# Extract to read:
════════════════════

In addition to the amounts in the table above, approximately $31.0 million of our investment in Glass Mountain represents equity method goodwill. Equity method goodwill is not amortized and is tested for impairment with the equity method investment in accordance with ASC 323.
Changes in goodwill balances during the period from December 31, 2013 to December 31, 2016 are shown below (in thousands):
Balance, December 31, 2013
$
62,021

Crude oil trucking asset acquisition (Note 6)
7,892

Mid-America Midstream Gas Services ("MMGS") purchase price allocation adjustment
(10,787
)
Barcas purchase price allocation adjustment
(98
)
Currency translation adjustments
(702
)
Balance, December 31, 2014
58,326

Crude oil trucking impairment loss
(9,488
)
Currency translation adjustments
(806
)
Balance, December 31, 2015
48,032

SemGas impairment loss
(13,052
)
Currency translation adjustments
(750
)
Balance, December 31, 2016
$
34,230


For U.S. federal income tax purposes, goodwill is amortized on a straight-line basis over 15 years.
We assess our goodwill for impairment at least annually as of October 1. No impairments were indicated as of October 1, 2016.
SemGas goodwill impairment - 2016
In March 2016, our SemGas segment revised the volume forecast for its northern Oklahoma system based on revised volume forecasts provided by certain producers who have chosen to adjust plans for production following release of the Oklahoma Corporation Commission’s Regional Earthquake Response Plan that curtails the amount of volume that can be injected into disposal wells.

════════════════════

# Material shown:
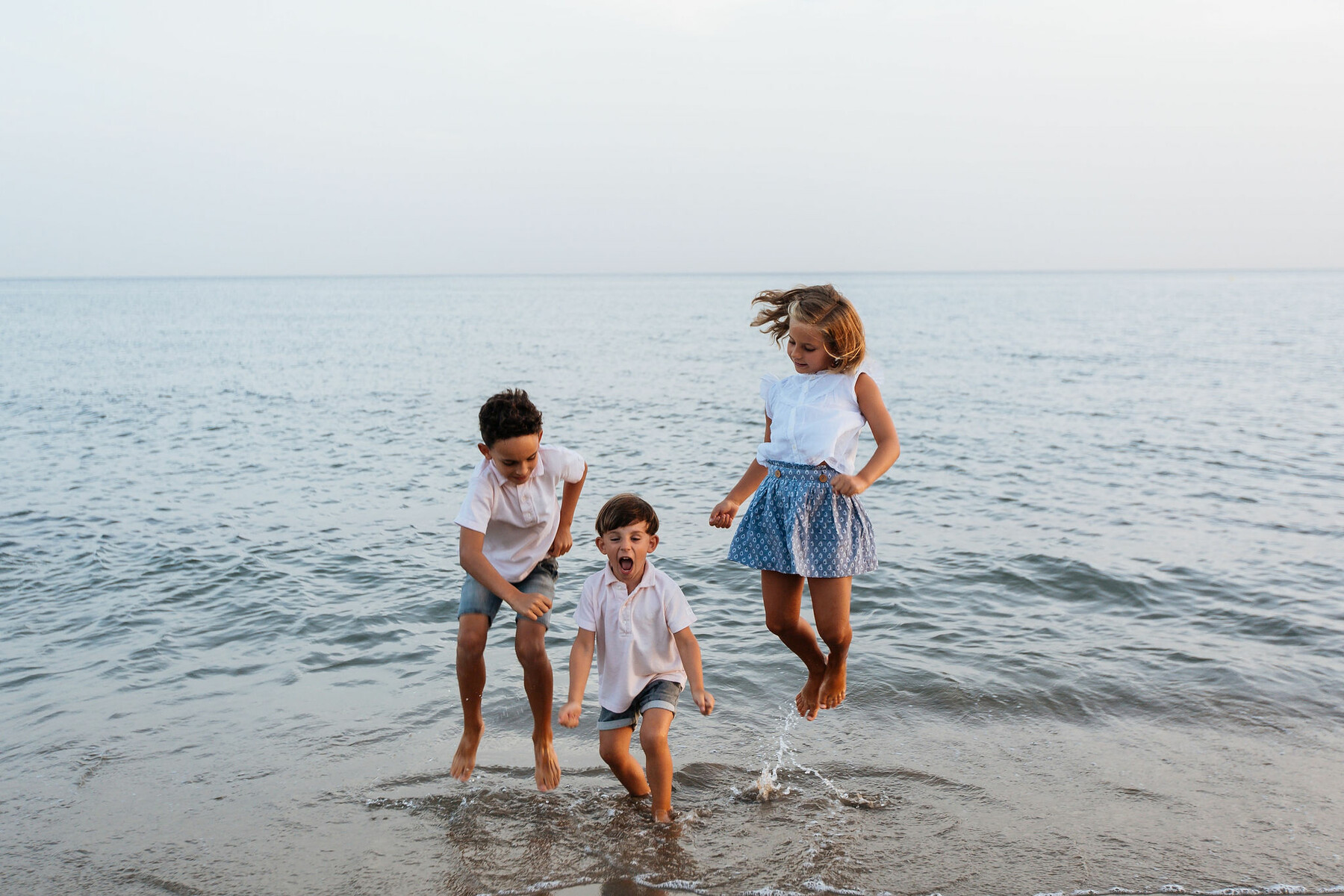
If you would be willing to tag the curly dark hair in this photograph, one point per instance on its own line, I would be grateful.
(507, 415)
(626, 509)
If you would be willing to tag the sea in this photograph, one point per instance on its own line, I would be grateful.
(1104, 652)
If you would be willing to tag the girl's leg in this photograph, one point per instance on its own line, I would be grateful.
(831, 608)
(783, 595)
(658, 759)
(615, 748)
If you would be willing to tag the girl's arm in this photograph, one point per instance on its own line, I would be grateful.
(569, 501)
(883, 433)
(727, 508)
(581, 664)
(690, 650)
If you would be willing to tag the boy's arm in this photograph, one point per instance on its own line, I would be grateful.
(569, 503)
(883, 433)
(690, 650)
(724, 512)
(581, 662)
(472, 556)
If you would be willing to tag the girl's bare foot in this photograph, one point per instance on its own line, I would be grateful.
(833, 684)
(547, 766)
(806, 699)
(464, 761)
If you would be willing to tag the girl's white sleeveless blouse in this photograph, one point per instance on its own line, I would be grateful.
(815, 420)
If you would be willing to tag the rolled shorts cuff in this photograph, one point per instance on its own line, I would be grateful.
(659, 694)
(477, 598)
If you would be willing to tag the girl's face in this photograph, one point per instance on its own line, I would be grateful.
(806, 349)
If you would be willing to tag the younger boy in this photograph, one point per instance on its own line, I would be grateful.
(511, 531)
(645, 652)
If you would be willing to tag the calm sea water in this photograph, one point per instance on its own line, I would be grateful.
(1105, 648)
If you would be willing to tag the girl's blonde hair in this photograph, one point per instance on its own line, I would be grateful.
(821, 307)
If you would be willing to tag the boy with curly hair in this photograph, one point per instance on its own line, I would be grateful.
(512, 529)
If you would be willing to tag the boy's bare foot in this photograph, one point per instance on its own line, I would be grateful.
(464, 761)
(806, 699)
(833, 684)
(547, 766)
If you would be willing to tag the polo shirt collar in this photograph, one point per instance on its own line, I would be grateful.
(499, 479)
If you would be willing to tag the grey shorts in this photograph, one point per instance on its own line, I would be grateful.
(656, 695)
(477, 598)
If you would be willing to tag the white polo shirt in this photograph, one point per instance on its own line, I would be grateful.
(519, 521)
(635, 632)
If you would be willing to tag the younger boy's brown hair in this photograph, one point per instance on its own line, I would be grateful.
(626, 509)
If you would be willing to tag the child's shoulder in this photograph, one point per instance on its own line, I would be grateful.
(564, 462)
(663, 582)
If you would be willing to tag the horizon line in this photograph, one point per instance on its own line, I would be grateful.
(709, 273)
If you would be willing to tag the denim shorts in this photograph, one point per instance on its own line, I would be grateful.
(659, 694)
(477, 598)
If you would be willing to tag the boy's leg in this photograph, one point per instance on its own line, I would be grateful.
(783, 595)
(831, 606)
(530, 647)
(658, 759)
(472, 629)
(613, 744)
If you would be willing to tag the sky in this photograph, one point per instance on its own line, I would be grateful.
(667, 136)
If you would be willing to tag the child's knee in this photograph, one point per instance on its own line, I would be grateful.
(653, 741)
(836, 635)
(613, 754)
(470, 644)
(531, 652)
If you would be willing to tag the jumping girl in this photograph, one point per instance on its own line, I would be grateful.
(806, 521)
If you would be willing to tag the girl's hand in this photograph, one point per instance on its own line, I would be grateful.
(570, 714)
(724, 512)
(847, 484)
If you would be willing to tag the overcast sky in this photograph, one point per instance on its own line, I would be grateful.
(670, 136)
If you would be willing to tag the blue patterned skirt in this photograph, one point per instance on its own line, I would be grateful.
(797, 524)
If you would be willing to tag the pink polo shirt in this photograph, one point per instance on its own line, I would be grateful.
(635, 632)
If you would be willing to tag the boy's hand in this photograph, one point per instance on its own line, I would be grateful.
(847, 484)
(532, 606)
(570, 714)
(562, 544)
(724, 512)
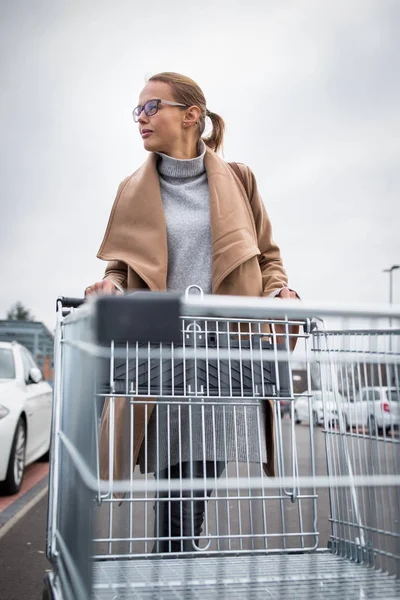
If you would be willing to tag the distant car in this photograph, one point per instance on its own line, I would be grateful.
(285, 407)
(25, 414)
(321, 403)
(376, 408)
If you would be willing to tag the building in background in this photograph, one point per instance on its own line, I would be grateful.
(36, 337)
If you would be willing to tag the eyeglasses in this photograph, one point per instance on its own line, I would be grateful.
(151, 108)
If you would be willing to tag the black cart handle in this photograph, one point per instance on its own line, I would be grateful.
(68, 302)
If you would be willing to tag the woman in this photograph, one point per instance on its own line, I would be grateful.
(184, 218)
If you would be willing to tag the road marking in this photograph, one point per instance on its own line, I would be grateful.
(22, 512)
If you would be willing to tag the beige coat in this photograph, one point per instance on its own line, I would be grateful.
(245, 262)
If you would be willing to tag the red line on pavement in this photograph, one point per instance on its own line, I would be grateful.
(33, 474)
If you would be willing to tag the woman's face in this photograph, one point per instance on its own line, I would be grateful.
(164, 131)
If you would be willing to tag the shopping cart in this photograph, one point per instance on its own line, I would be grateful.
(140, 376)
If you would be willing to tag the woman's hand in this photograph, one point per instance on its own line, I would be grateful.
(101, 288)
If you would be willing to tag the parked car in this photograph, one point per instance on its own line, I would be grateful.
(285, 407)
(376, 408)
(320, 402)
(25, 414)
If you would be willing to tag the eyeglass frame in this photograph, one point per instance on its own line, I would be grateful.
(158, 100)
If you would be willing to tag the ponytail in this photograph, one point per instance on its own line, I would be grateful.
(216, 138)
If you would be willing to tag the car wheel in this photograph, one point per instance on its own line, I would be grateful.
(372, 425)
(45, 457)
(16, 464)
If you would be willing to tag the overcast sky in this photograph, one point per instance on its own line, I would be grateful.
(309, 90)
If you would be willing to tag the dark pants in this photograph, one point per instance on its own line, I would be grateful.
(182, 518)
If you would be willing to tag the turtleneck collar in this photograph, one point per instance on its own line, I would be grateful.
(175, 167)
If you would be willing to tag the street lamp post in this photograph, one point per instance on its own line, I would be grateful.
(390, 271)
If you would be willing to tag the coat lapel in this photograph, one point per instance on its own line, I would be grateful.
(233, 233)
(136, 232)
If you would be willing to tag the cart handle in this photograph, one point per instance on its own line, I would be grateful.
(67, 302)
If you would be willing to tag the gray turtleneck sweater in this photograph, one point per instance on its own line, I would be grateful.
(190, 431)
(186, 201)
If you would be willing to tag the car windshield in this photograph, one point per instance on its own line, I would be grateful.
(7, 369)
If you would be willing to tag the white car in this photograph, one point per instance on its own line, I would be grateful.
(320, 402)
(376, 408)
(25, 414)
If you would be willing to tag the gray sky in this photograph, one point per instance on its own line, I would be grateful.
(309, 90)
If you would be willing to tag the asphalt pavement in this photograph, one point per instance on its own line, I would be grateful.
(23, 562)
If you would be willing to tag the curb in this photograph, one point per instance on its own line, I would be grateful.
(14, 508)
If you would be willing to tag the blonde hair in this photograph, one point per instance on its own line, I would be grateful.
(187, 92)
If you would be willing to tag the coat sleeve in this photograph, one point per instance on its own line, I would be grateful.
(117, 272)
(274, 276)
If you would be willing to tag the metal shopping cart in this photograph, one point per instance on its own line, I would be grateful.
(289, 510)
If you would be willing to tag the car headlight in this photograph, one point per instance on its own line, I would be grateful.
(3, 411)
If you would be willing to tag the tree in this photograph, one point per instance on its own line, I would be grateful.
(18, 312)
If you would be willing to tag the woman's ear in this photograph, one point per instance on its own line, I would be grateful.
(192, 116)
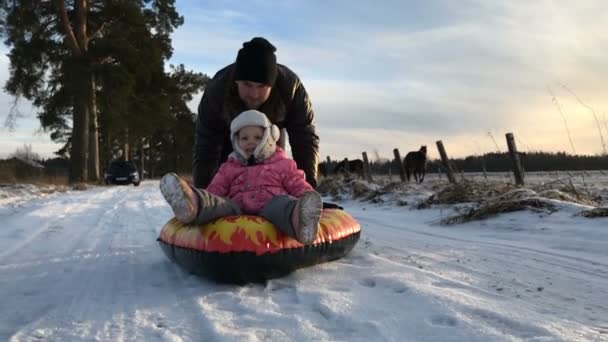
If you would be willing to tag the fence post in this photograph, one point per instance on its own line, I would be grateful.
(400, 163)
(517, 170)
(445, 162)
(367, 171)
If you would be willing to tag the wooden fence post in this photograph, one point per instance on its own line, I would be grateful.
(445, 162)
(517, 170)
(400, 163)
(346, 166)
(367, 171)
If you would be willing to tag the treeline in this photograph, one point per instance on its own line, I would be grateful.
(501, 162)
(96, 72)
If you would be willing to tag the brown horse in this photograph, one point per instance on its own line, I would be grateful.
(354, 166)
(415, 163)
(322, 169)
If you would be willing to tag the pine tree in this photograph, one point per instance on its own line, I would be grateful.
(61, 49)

════════════════════

# Aim of the exercise:
Pull everything in the goodwill passage from "We assess our" down to "into disposal wells." and copy it word for word. Rely only on the goodwill passage, not on the items.

# Reply:
We assess our goodwill for impairment at least annually as of October 1. No impairments were indicated as of October 1, 2016.
SemGas goodwill impairment - 2016
In March 2016, our SemGas segment revised the volume forecast for its northern Oklahoma system based on revised volume forecasts provided by certain producers who have chosen to adjust plans for production following release of the Oklahoma Corporation Commission’s Regional Earthquake Response Plan that curtails the amount of volume that can be injected into disposal wells.